/---

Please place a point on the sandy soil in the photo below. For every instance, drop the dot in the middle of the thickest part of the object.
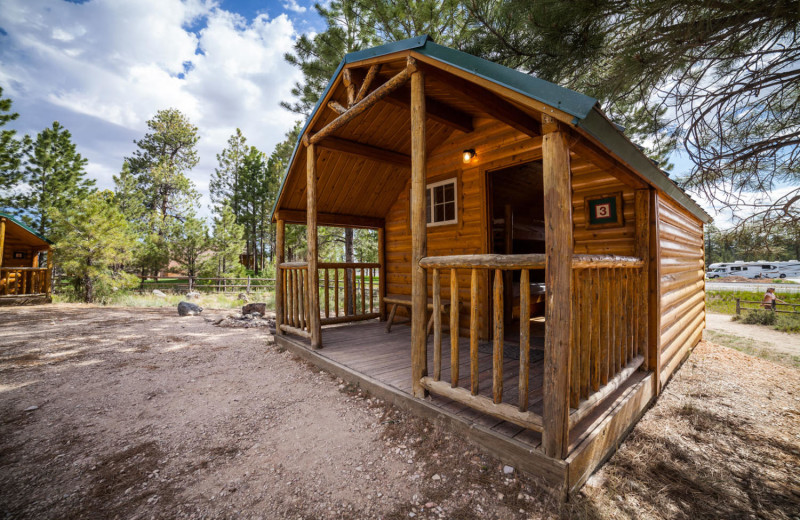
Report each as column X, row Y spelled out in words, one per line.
column 141, row 414
column 763, row 335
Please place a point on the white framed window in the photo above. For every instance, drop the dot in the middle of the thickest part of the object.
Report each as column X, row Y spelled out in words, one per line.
column 440, row 203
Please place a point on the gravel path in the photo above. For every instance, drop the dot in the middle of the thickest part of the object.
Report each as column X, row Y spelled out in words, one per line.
column 763, row 335
column 138, row 414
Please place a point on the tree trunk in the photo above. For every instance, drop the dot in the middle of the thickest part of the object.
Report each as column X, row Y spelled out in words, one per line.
column 349, row 303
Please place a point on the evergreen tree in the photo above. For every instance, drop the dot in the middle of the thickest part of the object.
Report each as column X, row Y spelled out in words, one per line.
column 720, row 78
column 188, row 241
column 92, row 239
column 227, row 243
column 11, row 152
column 225, row 181
column 54, row 175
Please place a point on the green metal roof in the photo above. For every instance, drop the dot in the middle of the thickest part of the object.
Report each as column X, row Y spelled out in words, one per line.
column 585, row 109
column 25, row 227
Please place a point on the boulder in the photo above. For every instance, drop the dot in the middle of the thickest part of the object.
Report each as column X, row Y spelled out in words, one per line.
column 259, row 308
column 189, row 309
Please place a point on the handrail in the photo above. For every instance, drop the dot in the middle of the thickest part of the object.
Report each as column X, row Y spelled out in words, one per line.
column 293, row 265
column 348, row 265
column 527, row 261
column 505, row 262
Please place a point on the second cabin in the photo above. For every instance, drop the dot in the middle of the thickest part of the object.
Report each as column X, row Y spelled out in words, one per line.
column 539, row 278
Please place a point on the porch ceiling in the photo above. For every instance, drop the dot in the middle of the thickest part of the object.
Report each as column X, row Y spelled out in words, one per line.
column 365, row 165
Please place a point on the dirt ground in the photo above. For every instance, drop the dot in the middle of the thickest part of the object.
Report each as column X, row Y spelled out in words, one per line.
column 136, row 413
column 765, row 336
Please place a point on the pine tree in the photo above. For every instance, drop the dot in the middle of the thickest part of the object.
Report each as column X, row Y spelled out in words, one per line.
column 227, row 243
column 188, row 242
column 164, row 156
column 224, row 184
column 54, row 175
column 92, row 241
column 11, row 152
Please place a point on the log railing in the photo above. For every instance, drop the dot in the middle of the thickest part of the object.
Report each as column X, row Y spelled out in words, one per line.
column 292, row 281
column 609, row 334
column 519, row 413
column 608, row 331
column 19, row 281
column 350, row 291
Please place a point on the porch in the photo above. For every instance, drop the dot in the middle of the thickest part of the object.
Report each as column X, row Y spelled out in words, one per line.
column 365, row 355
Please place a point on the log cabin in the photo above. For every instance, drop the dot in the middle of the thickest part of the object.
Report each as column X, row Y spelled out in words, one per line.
column 550, row 274
column 22, row 279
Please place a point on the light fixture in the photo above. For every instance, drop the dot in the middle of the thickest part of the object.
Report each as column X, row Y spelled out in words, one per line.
column 467, row 155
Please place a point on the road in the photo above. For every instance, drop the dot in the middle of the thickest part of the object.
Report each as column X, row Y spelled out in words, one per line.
column 744, row 286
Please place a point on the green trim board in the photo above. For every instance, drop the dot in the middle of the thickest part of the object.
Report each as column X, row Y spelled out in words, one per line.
column 25, row 227
column 585, row 110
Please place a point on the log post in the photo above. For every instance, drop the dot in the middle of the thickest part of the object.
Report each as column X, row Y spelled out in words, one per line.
column 312, row 285
column 419, row 239
column 382, row 272
column 654, row 297
column 3, row 239
column 558, row 280
column 49, row 273
column 642, row 251
column 280, row 273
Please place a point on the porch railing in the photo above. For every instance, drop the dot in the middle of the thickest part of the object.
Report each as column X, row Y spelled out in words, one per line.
column 609, row 316
column 292, row 280
column 495, row 406
column 349, row 291
column 20, row 281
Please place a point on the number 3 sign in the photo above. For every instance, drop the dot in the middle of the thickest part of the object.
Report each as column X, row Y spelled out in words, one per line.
column 603, row 211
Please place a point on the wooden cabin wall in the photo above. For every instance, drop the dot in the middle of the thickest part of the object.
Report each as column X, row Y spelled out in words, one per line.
column 588, row 180
column 496, row 146
column 682, row 283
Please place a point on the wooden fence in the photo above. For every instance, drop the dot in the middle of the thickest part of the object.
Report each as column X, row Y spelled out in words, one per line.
column 759, row 306
column 193, row 283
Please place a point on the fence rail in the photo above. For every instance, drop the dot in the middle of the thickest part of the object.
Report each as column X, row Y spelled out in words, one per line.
column 24, row 281
column 194, row 283
column 774, row 306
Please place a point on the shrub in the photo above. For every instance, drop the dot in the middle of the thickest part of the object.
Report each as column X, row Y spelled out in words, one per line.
column 761, row 317
column 788, row 323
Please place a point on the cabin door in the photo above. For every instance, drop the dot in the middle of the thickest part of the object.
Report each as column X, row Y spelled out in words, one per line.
column 516, row 209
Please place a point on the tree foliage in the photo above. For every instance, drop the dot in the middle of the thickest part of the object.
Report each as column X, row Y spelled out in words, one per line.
column 720, row 79
column 92, row 241
column 11, row 153
column 160, row 165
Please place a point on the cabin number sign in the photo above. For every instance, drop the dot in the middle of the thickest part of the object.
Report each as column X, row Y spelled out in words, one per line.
column 604, row 211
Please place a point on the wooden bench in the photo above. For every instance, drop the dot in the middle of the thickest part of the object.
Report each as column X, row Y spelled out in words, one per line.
column 405, row 301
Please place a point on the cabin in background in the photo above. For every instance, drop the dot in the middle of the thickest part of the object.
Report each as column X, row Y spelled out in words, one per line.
column 23, row 280
column 552, row 275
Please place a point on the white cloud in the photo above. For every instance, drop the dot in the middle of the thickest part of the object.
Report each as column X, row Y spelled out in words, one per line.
column 104, row 67
column 292, row 5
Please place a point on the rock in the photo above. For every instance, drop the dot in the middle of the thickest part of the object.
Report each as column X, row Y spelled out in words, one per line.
column 189, row 309
column 259, row 308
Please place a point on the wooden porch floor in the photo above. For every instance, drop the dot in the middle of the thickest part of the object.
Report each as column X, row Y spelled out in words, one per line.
column 366, row 348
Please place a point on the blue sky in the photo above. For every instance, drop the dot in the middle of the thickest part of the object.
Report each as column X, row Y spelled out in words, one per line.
column 102, row 68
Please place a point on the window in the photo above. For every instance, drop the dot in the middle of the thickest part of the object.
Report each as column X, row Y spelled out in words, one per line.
column 440, row 203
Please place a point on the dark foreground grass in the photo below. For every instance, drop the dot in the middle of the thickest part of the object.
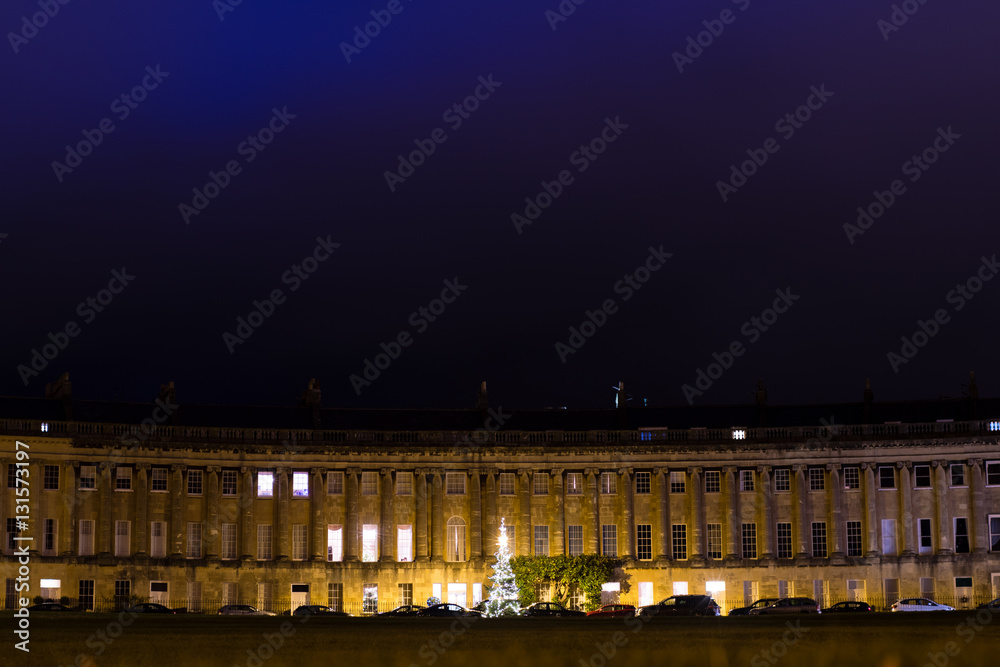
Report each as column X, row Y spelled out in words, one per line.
column 882, row 640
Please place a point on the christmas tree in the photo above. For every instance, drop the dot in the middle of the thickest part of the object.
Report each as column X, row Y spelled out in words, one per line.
column 503, row 594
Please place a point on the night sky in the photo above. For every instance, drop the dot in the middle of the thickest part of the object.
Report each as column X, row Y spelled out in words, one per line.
column 622, row 122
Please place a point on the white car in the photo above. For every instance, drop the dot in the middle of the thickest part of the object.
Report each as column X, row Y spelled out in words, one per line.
column 920, row 604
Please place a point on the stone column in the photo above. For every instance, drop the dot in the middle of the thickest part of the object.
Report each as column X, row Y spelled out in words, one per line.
column 906, row 509
column 558, row 545
column 387, row 520
column 943, row 509
column 141, row 507
column 663, row 514
column 352, row 500
column 317, row 508
column 420, row 477
column 871, row 516
column 978, row 518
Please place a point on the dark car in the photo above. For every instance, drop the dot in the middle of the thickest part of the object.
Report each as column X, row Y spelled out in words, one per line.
column 150, row 608
column 848, row 607
column 317, row 610
column 405, row 610
column 744, row 611
column 447, row 610
column 549, row 609
column 613, row 611
column 683, row 605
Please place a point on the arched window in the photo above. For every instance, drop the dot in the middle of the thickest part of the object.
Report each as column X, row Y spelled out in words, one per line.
column 456, row 539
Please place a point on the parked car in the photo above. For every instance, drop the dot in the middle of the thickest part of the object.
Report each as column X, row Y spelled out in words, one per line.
column 150, row 608
column 743, row 611
column 613, row 611
column 405, row 610
column 550, row 609
column 243, row 610
column 682, row 605
column 788, row 606
column 919, row 604
column 447, row 610
column 847, row 607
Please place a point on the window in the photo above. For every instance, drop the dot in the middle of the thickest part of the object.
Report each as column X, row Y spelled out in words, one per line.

\---

__WHAT NEEDS TO BE DONE__: Could you output the lines of the records from the line with "Please place a point on the porch ceiling" to the line with "column 365, row 355", both included, as a Markdown table with columns Row and Line, one line per row, numbered in order and with blank lines left out?

__OUTPUT OF THE TASK__:
| Row | Line |
|---|---|
| 1 | Please place a point on the porch ceiling in the photo above. For every instance, drop the dot in the middle of the thickest part of the object. |
| 2 | Report each as column X, row Y spelled out in words, one per line. |
| 3 | column 365, row 165 |
| 4 | Please place a point on the dirt ground in the photo above. For every instance, drop the dot in the middle of the thickest part of the object. |
| 5 | Report each as column X, row Y spelled out in words, one per line. |
| 6 | column 136, row 413 |
| 7 | column 765, row 336 |
| 8 | Please place a point on the pine tree in the photo above. For every instance, drop the dot in the middle of the thickest part of the object. |
| 9 | Report each as column X, row Y spelled out in words, one per line. |
| 10 | column 227, row 243 |
| 11 | column 188, row 242 |
| 12 | column 164, row 156 |
| 13 | column 224, row 184 |
| 14 | column 54, row 175 |
| 15 | column 92, row 241 |
| 16 | column 11, row 152 |
| 17 | Please place a point on the log railing in the photo above. For every instance, drop the dot in the middle of the thickest part of the object. |
| 18 | Report each as column X, row Y spelled out in words, one per line. |
| 19 | column 292, row 281 |
| 20 | column 609, row 334 |
| 21 | column 519, row 413 |
| 22 | column 608, row 331 |
| 23 | column 19, row 281 |
| 24 | column 350, row 291 |
| 25 | Please place a point on the porch in the photo above. For every instance, drop the dot in the middle of the thickest part of the object. |
| 26 | Report each as column X, row Y spelled out in words, one per line. |
| 27 | column 365, row 355 |